>> begin Records shown

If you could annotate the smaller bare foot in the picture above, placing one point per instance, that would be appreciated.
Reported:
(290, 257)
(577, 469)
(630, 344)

>> end Records shown

Short exercise: Rewrite the rows above, replacing "smaller bare foot" with "larger bare foot" and keeping everything else the same.

Exercise response:
If you could annotate the larger bare foot in the picture above, placing one point per instance, that would be appreciated.
Reported:
(290, 257)
(577, 469)
(630, 344)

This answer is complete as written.